_Text provided:_
==============================

When we first came to Uganda seven years, our goal was to put computers in schools because we knew that technology training was not only a necessity, it’s fun and inspirational, especially when the students have had limited (or no) access to equipment.
However, installing computers in classrooms was a problem because teachers and staff couldn’t properly maintain the equipment, and weren’t properly trained in it’s use. We eventually consolidated the donated classroom equipment into our Computer Training Center to help raise the bar and prepare teachers and students for the future of technology.
Basic training is great, but as hackers, our heart is for advanced technology and we know that it can inspire and motivate students in astounding ways. We decided to try our hands at a hackerspace, but that model had problems as well and it became impossible to find trusted staff to maintain it.
I go through cycles here in Africa. I get excited about an idea, try it, see what happens and revise, or try something else. At times it feels like I’m reinventing the wheel, but we’re in uncharted territory most of the time. Although it’s taken longer to bounce back from the hackerspace failure, I am bouncing back none the less.
The goal is straightforward: we, as an organization, want to introduce teachers and students to advanced technology concepts to inspire them and eventually we would like to find a way to get them the basic gear to continue to explore and learn. The format would be a several hour-long traveling tech “variety road show”, or a longer format two-day “tech camp”.
We’ve been pursuing this idea for about a year now, as we are lined up for STEM/STEAM grants to do exactly this in the United States. (More on the US initiative later!) It’s a fun idea, but it’s also somewhat daunting because we want to provide hands-on training in 3D printing, CNC fabrication, robotics and electronics. To that end, I’ve put together some course material for these topics and I’m doing some test runs here in Africa.
I attended Rift Valley Academy in Kenya this past week to put on a road show and also do staff development.
It was a lot of work.
I spent a few weeks preparing the slides and also doing some demo prints. The cellular vase was a big hit (a 9-hour print on our full size Ultimaker 2):.
The Raptor reloaded prosthetic hand demo was also a hit. This is a small demonstration sized hand that’s completely 3D printed (except for the finger adjustment bolts and the fishing line).

==============================

_Provided records:_
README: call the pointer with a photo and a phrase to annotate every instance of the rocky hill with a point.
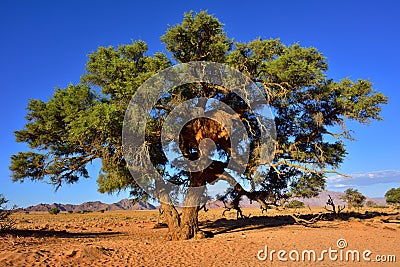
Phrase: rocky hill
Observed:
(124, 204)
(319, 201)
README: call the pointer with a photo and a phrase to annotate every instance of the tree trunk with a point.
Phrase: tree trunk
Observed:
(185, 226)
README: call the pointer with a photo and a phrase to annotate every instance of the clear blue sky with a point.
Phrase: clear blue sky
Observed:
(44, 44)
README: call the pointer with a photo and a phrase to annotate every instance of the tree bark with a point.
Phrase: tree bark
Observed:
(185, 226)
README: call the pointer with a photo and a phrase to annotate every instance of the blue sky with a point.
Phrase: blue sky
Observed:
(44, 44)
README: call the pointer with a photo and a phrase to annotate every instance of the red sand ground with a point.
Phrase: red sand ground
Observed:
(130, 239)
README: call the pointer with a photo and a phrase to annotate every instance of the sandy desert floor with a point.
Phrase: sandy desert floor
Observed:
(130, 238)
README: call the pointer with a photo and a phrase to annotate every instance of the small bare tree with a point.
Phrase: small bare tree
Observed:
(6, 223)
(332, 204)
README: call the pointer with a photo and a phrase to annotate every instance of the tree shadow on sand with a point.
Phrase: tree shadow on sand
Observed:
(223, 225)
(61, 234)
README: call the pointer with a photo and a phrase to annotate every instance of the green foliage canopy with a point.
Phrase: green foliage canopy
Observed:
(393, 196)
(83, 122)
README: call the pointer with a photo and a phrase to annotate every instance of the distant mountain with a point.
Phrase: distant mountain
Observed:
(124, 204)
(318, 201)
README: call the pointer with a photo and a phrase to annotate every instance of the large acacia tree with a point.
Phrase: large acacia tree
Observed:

==============================

_Complete the following:_
- 1) Could you copy the account of tech training in Uganda word for word, everything from "It was a lot" down to "the fishing line)."?
- 2) What comes next in the account of tech training in Uganda? Continue it from its final sentence.

_Answers for each item:_
- 1)
It was a lot of work.
I spent a few weeks preparing the slides and also doing some demo prints. The cellular vase was a big hit (a 9-hour print on our full size Ultimaker 2):.
The Raptor reloaded prosthetic hand demo was also a hit. This is a small demonstration sized hand that’s completely 3D printed (except for the finger adjustment bolts and the fishing line).

- 2)
It’s designed for patients who have lost some or all of their fingers, and it straps to the forearm with medical-grade foam and velcro. When the patient bends their wrist, the hand closes, allowing them to grab items:
The space wrench was another big hit.
This wrench was designed by “Made in Space” and sent to the International Space Station. What’s super cool about it is that first of all it was PRINTED IN SPACE, but also it’s a print-in place, working 3-in-pound ratcheting socket wrench:
The wrench works really well, especially considering that it came off the full-size Ultimaker 2 all in one piece:
And of course the cube gears are always mind-bending fun. Like a twisted, mechanically amazing Rubik’s cube, it starts as a cube shape:
Then, the magic happens when you rotate the corners:
I took our Ultimaker 2 Go printer, which is perfectly suited for traveling, but I packed it in the travel case as well as the box for our larger Ultimaker 2 for added protection. I even took the time to add big “Fragile” and “This end up” signs. When the printer arrived in Nairobi, it was right side up and already on a cart. IT was handled extremely well. However, when I returned to Uganda, the printer wasn’t handled nearly as well, but thankfully it survived both trips.
The classes were a huge success, and we had a massive reception, working with hundreds of kids from 3-12 grade.
I had the elementary librarian find me later on the second day to find out what the excitement was all about. Apparently, she was being inundated with kids asking for books about robotics, 3D printing, and electronics! This is exactly why we do these events. We want to inspire kids to create and learn.
The excitement was pretty contagious, and I realized how much I missed working with and teaching about advanced technology, and more than anything I missed being in the amazing position to inspire others.
This trial run was an absolute blast for me, and for the students and faculty. I’m excited to have done this first run, and even more excited to do many more of them, all over the world!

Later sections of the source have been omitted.